- **Activity**
Starting from the line containing "of the metal", write out the rest of the entries exactly, through the final line, including nothing else.

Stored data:
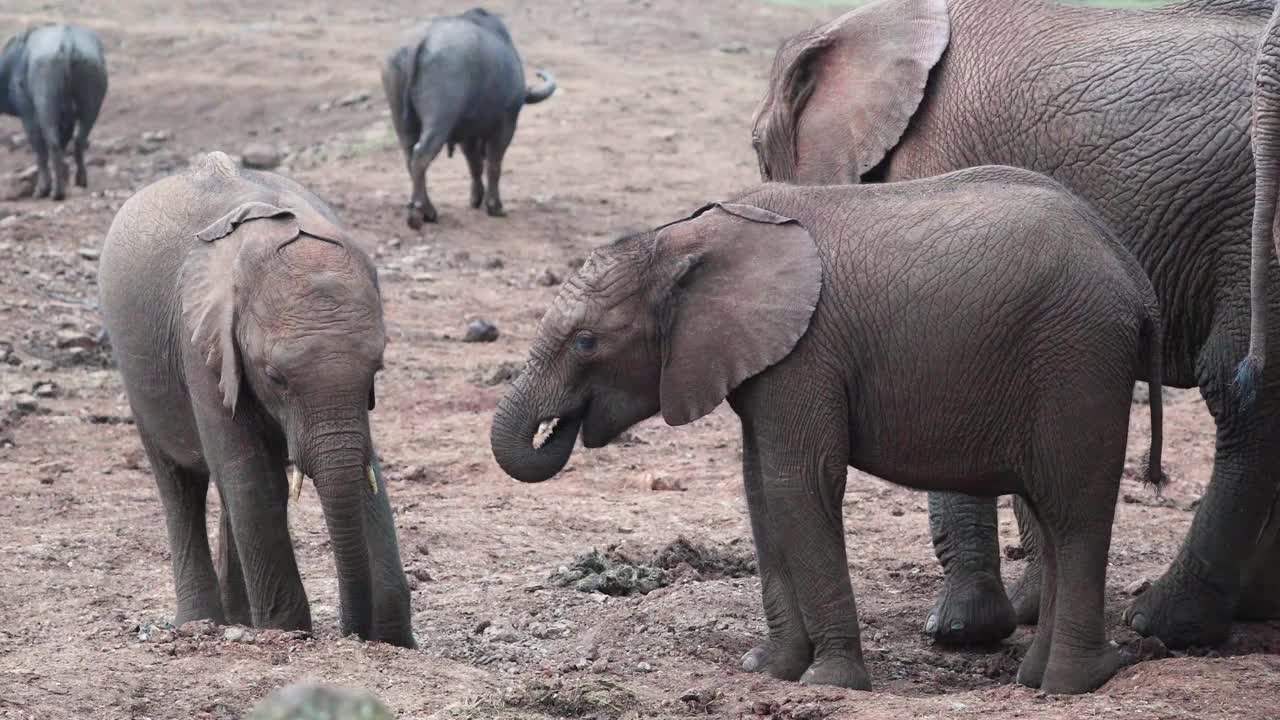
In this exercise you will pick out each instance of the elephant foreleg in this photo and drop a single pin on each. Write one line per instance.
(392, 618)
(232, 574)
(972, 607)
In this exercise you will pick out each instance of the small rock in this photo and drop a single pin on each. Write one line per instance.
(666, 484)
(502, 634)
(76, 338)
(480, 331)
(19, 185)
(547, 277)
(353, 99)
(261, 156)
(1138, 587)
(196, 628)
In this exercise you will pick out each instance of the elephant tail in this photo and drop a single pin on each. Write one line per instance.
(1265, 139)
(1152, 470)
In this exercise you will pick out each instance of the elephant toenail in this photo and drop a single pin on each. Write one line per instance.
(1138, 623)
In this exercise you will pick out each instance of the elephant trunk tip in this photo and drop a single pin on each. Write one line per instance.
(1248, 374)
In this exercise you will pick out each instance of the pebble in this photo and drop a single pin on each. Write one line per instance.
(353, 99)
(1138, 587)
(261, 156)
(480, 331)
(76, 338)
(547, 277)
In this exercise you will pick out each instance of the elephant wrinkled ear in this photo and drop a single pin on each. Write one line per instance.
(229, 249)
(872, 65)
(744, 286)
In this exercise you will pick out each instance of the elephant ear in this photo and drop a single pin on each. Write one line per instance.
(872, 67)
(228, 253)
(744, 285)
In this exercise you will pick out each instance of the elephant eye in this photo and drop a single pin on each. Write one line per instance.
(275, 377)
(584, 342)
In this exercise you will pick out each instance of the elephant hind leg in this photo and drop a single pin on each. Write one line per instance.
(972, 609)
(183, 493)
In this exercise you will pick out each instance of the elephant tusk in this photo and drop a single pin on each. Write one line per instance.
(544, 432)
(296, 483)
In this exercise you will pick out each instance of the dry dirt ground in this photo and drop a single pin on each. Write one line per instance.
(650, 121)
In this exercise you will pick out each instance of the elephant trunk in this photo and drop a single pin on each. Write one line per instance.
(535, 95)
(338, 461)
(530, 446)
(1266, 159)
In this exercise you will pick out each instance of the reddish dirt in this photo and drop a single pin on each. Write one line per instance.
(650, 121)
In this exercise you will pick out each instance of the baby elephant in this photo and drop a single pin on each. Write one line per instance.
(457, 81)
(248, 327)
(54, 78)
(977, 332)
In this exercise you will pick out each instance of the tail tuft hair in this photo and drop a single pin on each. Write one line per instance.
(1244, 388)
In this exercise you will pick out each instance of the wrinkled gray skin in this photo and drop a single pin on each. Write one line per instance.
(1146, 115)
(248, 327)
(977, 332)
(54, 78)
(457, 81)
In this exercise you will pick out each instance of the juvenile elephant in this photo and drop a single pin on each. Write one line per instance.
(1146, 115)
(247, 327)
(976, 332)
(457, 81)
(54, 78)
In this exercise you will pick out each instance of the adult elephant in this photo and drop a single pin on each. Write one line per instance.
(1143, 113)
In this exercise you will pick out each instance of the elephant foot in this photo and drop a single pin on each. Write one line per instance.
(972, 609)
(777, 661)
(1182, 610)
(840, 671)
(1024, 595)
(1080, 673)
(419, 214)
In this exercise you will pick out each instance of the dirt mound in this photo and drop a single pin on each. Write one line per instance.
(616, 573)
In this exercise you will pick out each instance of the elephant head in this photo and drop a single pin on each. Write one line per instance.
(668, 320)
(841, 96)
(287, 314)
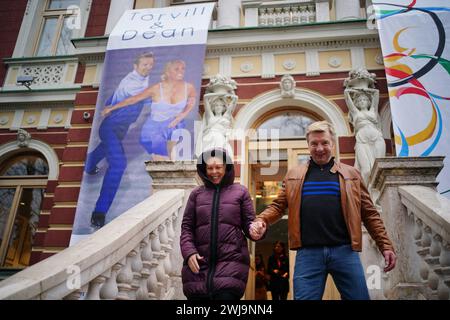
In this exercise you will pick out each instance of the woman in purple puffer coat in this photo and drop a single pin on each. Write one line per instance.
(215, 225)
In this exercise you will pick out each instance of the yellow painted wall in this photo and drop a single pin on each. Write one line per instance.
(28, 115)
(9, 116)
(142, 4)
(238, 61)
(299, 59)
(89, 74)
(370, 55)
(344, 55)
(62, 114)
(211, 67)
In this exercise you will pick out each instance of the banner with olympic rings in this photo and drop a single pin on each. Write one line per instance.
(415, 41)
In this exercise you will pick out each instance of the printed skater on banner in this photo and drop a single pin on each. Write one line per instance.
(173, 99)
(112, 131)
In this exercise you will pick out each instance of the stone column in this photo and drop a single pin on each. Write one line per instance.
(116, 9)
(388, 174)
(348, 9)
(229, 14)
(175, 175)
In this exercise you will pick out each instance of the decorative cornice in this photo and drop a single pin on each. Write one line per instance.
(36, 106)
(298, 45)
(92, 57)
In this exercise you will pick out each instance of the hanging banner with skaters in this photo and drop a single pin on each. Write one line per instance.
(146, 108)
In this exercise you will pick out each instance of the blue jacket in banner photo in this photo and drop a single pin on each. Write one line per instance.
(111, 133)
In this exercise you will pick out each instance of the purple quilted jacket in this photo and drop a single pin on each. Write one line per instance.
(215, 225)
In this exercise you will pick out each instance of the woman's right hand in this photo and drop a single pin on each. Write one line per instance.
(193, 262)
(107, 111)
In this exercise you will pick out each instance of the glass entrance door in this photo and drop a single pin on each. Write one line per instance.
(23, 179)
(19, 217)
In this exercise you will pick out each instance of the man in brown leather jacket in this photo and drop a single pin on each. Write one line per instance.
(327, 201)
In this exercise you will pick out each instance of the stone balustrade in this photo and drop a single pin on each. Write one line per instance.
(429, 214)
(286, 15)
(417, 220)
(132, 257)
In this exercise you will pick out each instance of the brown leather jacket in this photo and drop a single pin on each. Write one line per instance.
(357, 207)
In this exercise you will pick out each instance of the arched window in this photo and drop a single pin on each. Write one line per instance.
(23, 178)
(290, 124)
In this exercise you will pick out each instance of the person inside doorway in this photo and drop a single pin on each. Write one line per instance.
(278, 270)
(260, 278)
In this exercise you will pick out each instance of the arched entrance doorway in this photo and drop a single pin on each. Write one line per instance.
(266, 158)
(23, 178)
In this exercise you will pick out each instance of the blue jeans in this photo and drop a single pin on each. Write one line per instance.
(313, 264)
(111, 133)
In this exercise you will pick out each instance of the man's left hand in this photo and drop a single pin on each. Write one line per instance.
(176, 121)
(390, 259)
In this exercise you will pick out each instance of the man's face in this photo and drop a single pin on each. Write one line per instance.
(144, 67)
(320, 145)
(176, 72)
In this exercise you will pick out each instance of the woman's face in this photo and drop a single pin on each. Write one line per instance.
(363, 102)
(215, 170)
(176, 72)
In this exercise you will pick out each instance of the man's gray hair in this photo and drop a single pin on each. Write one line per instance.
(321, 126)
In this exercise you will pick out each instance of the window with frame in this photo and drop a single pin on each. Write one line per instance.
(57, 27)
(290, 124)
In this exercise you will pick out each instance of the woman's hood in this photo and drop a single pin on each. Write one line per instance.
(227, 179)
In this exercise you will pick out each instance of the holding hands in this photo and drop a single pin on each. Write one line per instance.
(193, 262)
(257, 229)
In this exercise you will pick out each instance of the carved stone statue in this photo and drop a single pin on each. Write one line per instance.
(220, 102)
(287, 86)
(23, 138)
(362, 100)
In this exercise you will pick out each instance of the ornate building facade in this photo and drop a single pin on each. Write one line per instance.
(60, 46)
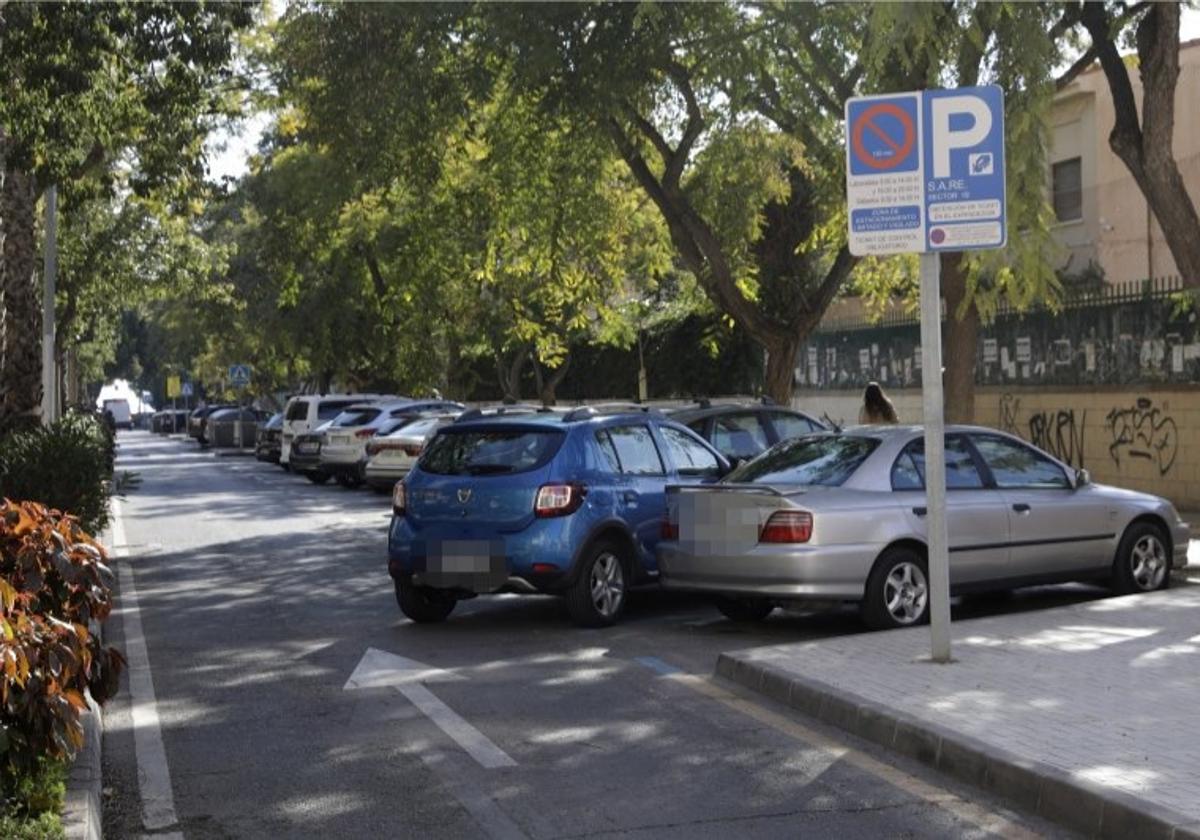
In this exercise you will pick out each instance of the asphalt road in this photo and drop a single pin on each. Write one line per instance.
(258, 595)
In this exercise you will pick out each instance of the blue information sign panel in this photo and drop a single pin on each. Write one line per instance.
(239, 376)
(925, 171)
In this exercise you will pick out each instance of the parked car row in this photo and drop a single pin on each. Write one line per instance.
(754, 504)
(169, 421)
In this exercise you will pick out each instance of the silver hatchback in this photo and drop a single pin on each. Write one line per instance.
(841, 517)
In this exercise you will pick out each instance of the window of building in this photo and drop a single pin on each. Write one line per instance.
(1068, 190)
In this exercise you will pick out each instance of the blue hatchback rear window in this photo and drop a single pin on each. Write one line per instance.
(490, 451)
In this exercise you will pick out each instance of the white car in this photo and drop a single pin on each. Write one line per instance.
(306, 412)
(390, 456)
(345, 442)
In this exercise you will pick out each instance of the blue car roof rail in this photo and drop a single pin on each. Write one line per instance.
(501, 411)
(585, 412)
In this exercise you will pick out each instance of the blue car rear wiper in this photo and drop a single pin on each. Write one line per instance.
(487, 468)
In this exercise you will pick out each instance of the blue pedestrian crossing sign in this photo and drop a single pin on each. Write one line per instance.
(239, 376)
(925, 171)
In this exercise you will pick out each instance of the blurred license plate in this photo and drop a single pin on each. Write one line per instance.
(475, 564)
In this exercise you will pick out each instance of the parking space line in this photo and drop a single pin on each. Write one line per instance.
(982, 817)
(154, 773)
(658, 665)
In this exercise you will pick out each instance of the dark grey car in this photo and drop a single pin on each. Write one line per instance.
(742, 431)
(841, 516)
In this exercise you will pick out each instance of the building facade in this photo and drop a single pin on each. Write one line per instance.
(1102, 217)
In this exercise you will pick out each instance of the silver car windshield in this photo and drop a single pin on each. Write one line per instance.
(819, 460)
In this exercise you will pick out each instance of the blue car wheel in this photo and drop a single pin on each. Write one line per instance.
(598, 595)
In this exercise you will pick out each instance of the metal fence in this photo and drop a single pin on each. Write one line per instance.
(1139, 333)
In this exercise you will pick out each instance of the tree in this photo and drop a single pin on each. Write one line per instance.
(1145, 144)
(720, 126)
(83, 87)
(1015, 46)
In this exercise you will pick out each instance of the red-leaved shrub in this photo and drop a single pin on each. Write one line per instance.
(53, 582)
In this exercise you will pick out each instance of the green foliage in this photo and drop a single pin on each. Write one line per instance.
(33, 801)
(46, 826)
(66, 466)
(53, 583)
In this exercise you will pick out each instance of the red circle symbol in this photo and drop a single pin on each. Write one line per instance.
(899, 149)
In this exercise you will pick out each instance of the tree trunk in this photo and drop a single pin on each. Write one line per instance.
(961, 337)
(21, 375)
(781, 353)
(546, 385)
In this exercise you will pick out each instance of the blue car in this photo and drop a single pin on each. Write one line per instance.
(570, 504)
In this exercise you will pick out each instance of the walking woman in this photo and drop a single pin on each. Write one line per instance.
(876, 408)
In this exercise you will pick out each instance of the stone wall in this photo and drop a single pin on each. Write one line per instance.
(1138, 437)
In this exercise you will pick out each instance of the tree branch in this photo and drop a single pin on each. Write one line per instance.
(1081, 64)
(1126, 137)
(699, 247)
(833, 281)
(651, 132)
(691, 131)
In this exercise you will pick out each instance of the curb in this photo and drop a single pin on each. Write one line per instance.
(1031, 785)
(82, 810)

- **Solved exercise**
In this exercise you will pick out each instance of the metal fence in this photo and drop a single pin on each. Write one line per instance.
(1139, 333)
In this exercise you will pick out each instance of the tree in this photo and drop a single pin on each. Write one line per instance.
(1145, 144)
(720, 126)
(83, 87)
(1015, 46)
In this exercise you will pick out each instance of the red-leaved shrub in this photo and drop a single pin on each. Write one line per instance.
(53, 582)
In this exercise you will pick out each instance of the green foliage in this photo and drop a single pin on each. Write one line per instance.
(33, 801)
(46, 826)
(66, 466)
(53, 583)
In this exercise you will pick out each instance of the red circle symbol in this photo and drop a single pin on each. Write one line per instance.
(899, 149)
In this exercise you will pick out each instance of the tree trunk in this photo and drop a single pin on each. Write one line per instance.
(961, 337)
(21, 375)
(781, 353)
(546, 385)
In this exercise you will pick out each instance of the blue car in this photo and drop a single pin on each. Write one line per instance.
(570, 504)
In this exercise you will pick out each instance of the walking woman in this photo and drop a single pin on each. Write one line per instance.
(876, 408)
In this exercise you will pick out each instance of the stone wall in this photo and drop a single pin on each. Write one line per instance.
(1138, 437)
In this exercise you will pick out each instance of the tree branch in this photo and drop a single pin on each. Write one line per instance.
(1081, 64)
(1126, 137)
(699, 247)
(833, 281)
(651, 132)
(691, 131)
In this exercise you will pick out each instance of the curb in this photo and drop a single pin on each. Write one line per instance.
(1031, 785)
(82, 810)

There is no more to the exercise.